* start DATA TO USE *

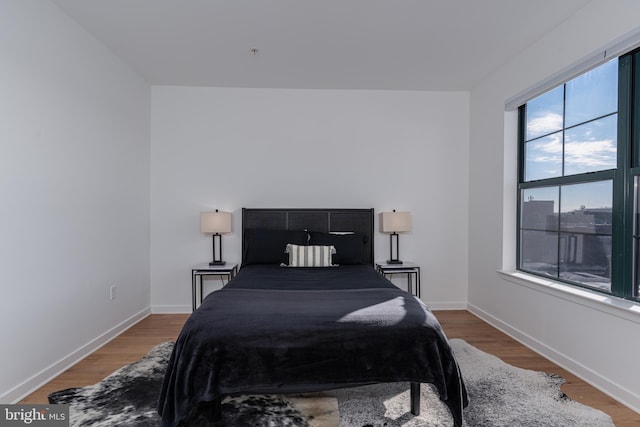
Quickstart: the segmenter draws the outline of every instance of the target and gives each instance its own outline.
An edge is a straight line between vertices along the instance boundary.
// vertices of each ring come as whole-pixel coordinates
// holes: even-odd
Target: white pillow
[[[336,253],[336,248],[289,243],[284,252],[289,254],[289,267],[333,267],[331,256]]]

* end DATA TO USE *

● TASK DIRECTIONS: Locate each line in the items above that contains the word "vertices", matching case exactly, and copy those lines.

● EXPECTED ANSWER:
An edge is a straight line between vertices along the instance boundary.
// vertices of each ring come as whole-pixel coordinates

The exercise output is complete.